7.9 Except as expressly provided in this Agreement and in the
agreements, instruments and other documents contemplated or provided for herein,
this Agreement contains the entire agreement between the parties with
respect to the Securities and there are no other terms, conditions,
representations or warranties whether expressed, implied, oral or written, by
statute, by common law, by the Issuer, by the Agent, or by anyone else.
7.10 The parties to this Agreement may amend this Agreement only in
writing.
7.11 This Agreement enures to the benefit of and is binding upon the
parties to this Agreement and their successors and permitted assigns.
7.12 A party to this Agreement will give all notices to or other
written communications with the other party to this Agreement concerning this
Agreement by hand or by registered mail addressed to the address given above.

A run of rows:
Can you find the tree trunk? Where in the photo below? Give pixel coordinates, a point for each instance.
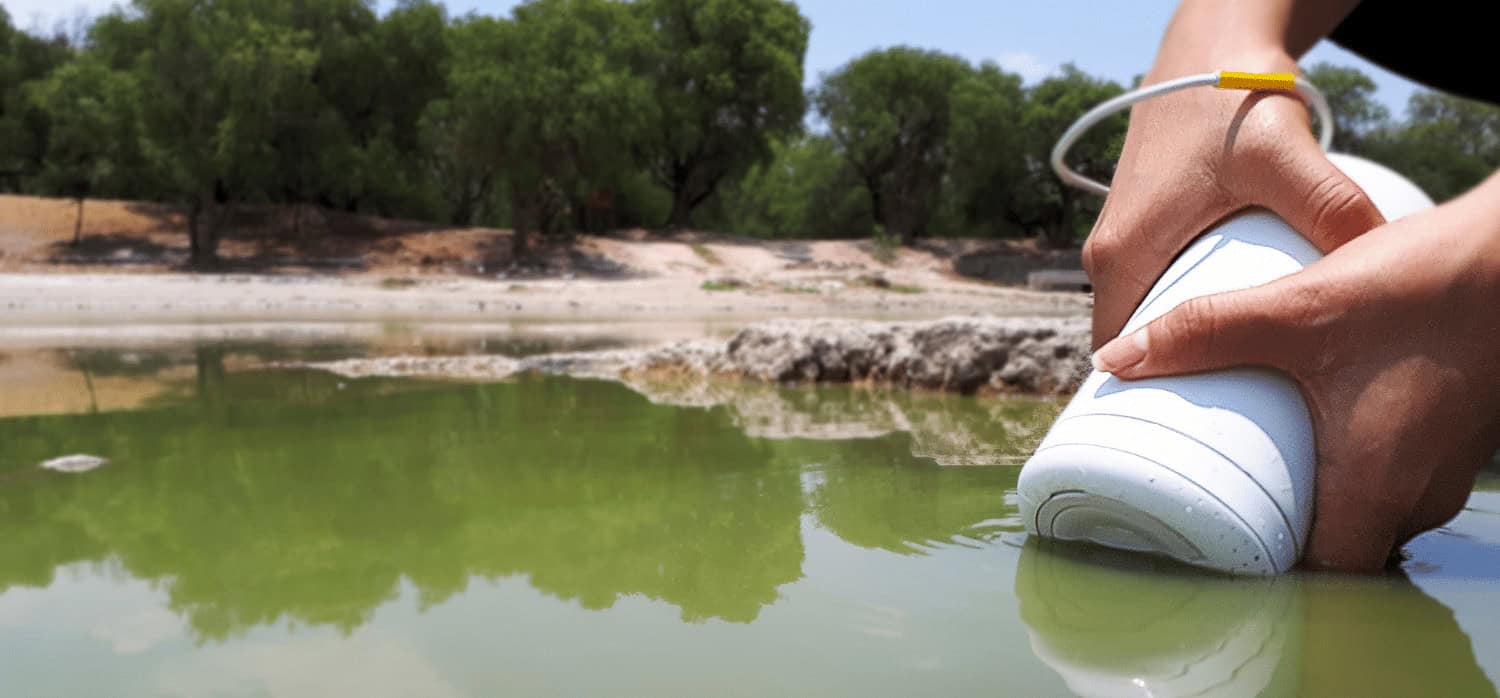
(519, 222)
(203, 237)
(681, 215)
(78, 224)
(1061, 234)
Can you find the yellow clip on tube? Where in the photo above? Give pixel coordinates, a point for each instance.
(1280, 81)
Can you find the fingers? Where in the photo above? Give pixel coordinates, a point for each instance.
(1142, 227)
(1349, 533)
(1256, 326)
(1317, 198)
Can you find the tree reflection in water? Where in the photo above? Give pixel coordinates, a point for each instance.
(293, 494)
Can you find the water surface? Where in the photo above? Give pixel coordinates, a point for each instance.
(293, 533)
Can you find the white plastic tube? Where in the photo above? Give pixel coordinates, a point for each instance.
(1214, 469)
(1092, 117)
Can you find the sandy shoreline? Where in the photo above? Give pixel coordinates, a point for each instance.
(125, 299)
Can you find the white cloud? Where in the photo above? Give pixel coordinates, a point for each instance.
(1029, 66)
(44, 15)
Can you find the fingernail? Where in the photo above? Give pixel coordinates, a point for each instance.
(1122, 352)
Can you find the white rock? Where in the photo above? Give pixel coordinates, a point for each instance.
(77, 463)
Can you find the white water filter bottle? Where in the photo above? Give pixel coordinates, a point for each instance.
(1214, 469)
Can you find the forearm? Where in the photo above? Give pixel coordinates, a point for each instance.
(1251, 35)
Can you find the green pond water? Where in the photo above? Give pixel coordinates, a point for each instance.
(294, 533)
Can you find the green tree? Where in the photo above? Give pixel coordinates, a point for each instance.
(804, 191)
(23, 128)
(1043, 203)
(890, 114)
(1445, 146)
(989, 146)
(1352, 96)
(92, 129)
(557, 98)
(729, 81)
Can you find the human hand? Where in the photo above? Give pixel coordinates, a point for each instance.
(1392, 341)
(1196, 156)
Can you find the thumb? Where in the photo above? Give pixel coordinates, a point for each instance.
(1317, 198)
(1211, 332)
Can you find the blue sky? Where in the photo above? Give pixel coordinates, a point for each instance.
(1112, 38)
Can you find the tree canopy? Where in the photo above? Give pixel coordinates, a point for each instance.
(590, 114)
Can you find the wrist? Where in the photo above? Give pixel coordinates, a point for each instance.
(1211, 35)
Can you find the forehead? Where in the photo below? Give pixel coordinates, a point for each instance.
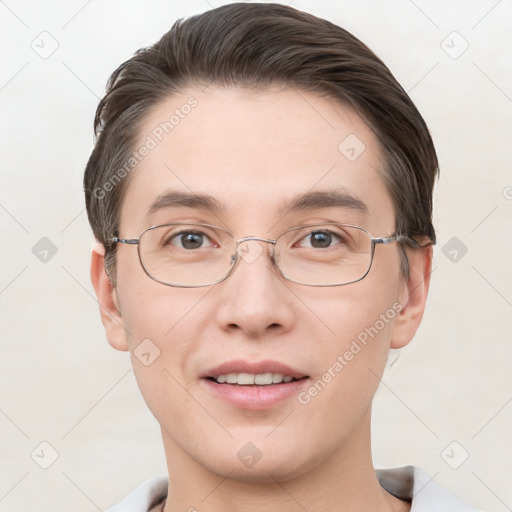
(253, 153)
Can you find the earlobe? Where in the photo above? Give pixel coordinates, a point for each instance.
(108, 301)
(415, 291)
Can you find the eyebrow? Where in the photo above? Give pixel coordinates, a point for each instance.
(302, 202)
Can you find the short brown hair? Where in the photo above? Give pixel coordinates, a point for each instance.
(261, 45)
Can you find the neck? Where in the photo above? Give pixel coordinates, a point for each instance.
(344, 481)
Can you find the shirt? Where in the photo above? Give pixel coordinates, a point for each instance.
(408, 483)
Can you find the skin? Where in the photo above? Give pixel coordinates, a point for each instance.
(251, 150)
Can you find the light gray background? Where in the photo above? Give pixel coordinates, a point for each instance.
(62, 384)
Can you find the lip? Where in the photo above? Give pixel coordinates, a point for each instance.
(241, 366)
(254, 397)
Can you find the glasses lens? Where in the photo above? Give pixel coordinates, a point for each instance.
(186, 254)
(324, 255)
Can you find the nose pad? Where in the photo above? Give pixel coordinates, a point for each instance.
(250, 250)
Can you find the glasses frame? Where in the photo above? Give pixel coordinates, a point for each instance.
(235, 258)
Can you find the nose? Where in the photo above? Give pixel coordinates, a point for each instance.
(255, 298)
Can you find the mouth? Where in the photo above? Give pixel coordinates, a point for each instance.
(251, 379)
(254, 386)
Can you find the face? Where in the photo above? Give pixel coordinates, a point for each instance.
(253, 153)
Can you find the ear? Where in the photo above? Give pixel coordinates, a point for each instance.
(413, 296)
(106, 295)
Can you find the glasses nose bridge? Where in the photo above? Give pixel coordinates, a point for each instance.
(242, 253)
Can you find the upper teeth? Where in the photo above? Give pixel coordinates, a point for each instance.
(247, 379)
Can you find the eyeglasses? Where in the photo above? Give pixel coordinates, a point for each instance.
(193, 255)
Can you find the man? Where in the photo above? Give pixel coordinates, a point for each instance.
(261, 194)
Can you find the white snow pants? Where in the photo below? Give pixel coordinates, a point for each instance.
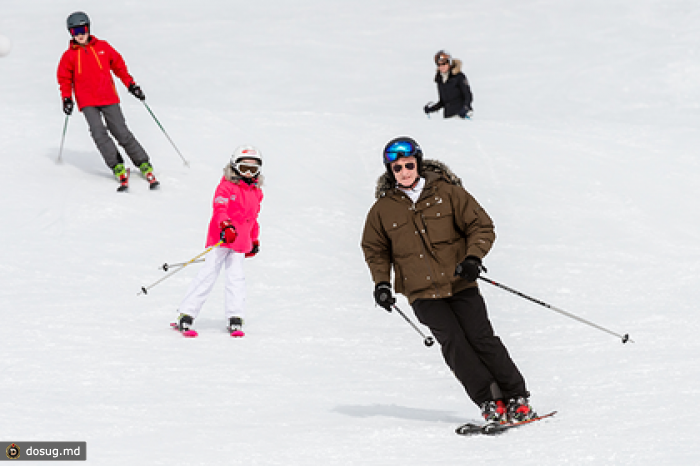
(234, 286)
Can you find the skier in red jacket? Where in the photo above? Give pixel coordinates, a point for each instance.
(86, 70)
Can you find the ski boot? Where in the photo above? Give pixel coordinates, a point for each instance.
(147, 172)
(519, 410)
(494, 412)
(122, 175)
(184, 326)
(235, 327)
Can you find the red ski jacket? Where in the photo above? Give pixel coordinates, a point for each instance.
(86, 70)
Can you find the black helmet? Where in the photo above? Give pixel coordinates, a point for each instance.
(443, 56)
(402, 146)
(77, 19)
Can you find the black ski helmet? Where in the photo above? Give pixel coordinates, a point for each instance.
(402, 146)
(77, 19)
(442, 56)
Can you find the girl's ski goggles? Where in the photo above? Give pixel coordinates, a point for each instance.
(247, 168)
(78, 30)
(398, 167)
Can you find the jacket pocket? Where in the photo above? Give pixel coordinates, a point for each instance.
(440, 226)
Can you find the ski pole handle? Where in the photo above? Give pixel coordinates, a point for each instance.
(167, 266)
(144, 289)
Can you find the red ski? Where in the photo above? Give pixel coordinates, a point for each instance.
(495, 429)
(187, 333)
(124, 182)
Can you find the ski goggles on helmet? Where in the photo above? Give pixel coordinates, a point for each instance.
(402, 148)
(78, 30)
(398, 167)
(247, 168)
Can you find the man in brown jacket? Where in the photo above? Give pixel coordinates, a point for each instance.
(434, 234)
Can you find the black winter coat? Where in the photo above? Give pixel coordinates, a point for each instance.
(455, 94)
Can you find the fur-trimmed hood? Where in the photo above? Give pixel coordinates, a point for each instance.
(231, 176)
(430, 170)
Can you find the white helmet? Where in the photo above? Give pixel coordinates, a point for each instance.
(246, 152)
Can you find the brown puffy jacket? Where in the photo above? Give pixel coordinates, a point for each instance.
(425, 242)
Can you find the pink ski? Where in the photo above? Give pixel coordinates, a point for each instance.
(187, 333)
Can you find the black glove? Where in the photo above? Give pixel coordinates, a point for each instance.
(67, 105)
(382, 295)
(136, 90)
(470, 268)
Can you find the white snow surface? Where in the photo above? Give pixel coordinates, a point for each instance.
(583, 149)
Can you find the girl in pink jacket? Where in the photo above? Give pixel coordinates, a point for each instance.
(234, 224)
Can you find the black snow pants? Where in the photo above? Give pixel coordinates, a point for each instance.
(475, 354)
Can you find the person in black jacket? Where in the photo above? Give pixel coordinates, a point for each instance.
(453, 88)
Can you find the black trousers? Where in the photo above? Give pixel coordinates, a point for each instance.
(475, 354)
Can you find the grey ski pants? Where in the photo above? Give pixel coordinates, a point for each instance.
(116, 124)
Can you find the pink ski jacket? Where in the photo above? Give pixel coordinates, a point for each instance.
(87, 72)
(239, 202)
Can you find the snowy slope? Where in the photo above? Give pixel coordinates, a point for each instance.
(583, 149)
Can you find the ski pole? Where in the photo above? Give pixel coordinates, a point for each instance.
(166, 134)
(625, 338)
(167, 266)
(427, 341)
(63, 139)
(144, 289)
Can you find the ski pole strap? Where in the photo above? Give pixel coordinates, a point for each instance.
(625, 338)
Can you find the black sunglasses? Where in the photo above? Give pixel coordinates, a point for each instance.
(398, 167)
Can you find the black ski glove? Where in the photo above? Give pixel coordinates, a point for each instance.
(382, 295)
(67, 105)
(470, 268)
(136, 90)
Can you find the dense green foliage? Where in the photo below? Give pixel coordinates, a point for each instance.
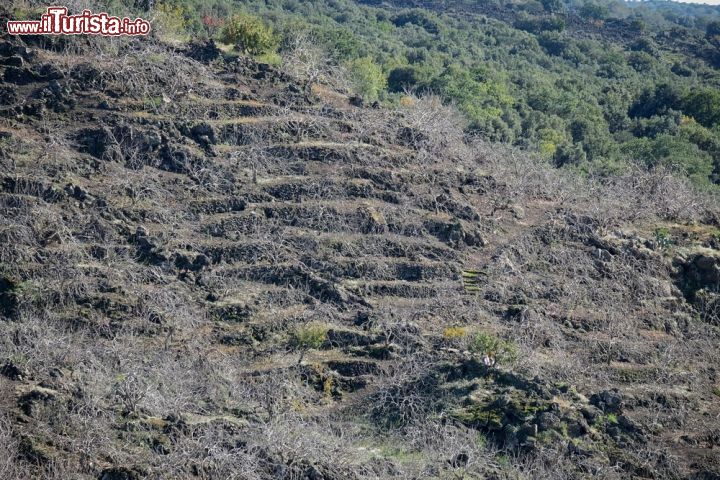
(595, 85)
(249, 33)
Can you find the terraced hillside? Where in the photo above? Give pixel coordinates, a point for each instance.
(211, 269)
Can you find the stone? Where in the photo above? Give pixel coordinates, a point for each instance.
(609, 401)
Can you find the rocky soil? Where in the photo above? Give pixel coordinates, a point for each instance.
(212, 269)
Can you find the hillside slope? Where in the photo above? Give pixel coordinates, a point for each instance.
(210, 269)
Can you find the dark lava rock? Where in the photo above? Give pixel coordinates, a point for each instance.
(609, 401)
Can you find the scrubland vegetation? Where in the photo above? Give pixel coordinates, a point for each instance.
(286, 249)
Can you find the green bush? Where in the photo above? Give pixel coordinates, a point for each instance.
(249, 34)
(367, 77)
(309, 336)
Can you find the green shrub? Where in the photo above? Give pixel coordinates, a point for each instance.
(307, 337)
(249, 34)
(503, 351)
(367, 77)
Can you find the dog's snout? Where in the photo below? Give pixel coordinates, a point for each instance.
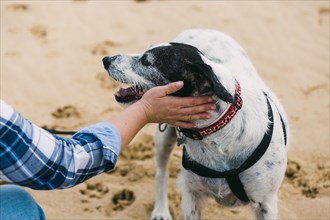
(107, 61)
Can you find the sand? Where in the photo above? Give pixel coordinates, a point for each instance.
(51, 71)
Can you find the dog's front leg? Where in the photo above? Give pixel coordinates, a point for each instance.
(191, 204)
(266, 209)
(164, 145)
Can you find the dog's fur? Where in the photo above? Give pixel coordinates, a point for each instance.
(210, 62)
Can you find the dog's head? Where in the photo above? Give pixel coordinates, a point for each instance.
(160, 65)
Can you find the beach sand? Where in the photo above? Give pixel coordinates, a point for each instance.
(51, 71)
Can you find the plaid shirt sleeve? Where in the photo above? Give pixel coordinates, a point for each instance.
(32, 157)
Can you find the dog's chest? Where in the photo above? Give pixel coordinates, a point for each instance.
(217, 189)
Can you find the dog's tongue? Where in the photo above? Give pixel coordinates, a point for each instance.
(129, 94)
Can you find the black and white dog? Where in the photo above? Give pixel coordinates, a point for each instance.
(238, 156)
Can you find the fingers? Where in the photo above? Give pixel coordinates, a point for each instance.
(171, 88)
(194, 101)
(184, 124)
(197, 109)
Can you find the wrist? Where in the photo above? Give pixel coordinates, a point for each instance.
(140, 108)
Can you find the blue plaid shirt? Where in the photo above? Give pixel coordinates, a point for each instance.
(32, 157)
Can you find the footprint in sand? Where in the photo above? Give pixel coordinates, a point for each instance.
(18, 7)
(93, 190)
(122, 199)
(103, 48)
(93, 195)
(39, 31)
(310, 184)
(105, 81)
(67, 111)
(324, 14)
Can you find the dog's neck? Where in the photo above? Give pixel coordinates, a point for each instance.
(230, 84)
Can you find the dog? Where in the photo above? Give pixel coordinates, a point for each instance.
(238, 156)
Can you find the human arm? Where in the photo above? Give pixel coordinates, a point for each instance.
(157, 107)
(32, 157)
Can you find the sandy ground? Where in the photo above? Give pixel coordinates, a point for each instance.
(51, 71)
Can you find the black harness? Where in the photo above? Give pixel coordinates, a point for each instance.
(232, 176)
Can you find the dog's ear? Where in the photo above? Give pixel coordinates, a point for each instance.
(219, 89)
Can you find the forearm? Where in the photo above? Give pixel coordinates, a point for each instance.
(129, 122)
(32, 157)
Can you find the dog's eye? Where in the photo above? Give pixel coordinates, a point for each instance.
(145, 61)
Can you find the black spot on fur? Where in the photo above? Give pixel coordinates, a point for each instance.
(182, 62)
(269, 164)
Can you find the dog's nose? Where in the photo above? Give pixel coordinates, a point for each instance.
(107, 61)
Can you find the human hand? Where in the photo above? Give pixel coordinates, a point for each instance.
(177, 111)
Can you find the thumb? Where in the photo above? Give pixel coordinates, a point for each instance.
(173, 87)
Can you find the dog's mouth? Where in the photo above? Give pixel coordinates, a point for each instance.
(130, 93)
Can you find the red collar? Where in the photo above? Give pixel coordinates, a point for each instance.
(222, 121)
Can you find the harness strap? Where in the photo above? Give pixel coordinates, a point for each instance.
(232, 176)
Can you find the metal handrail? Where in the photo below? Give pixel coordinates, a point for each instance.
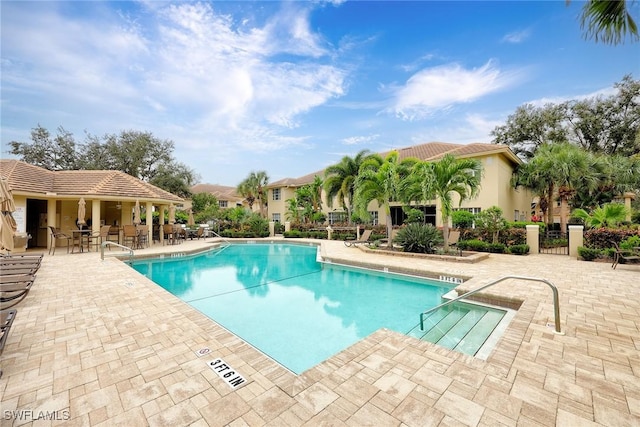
(556, 304)
(104, 245)
(219, 236)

- _Required task A_: List every section number that appears in the agreement excerpt.
- _Required task B_: Render the rows after the agreement excerpt, from the first one through the line holding "(1092, 117)", inclusive, as a Markdown table with columns No. and Line. Skip blank lines and leave out the pictures.

- _Written solution A_: 7.9, 7.10, 7.11, 7.12

- _Written solution B_:
| No. | Line |
|---|---|
| 1 | Can you find the tree trunk? Where in the photo below? Give pixel coordinates, a point for each instance. |
| 2 | (519, 222) |
| 3 | (203, 237) |
| 4 | (681, 215) |
| 5 | (78, 224) |
| 6 | (1061, 234) |
| 7 | Can you find the yellow clip on tube? Where in the photo above? Give pixel coordinates, a point for each instance. |
| 8 | (1280, 81) |
| 9 | Can you find the fingers? Where in the photo above? Give pixel coordinates, a point for each instance. |
| 10 | (1142, 227) |
| 11 | (1349, 533) |
| 12 | (1256, 326) |
| 13 | (1317, 198) |
| 14 | Can you find the tree reflection in water? Where in the photo above? Give pixel coordinates, a point for each instance. |
| 15 | (293, 494) |
| 16 | Can you find the water surface? Where in the photo above? Give pixel coordinates, a point for each instance. |
| 17 | (293, 533) |
| 18 | Can you find the white plastic tube? Where in the photo above? Give pixel coordinates, a point for each instance. |
| 19 | (1214, 469) |
| 20 | (1092, 117) |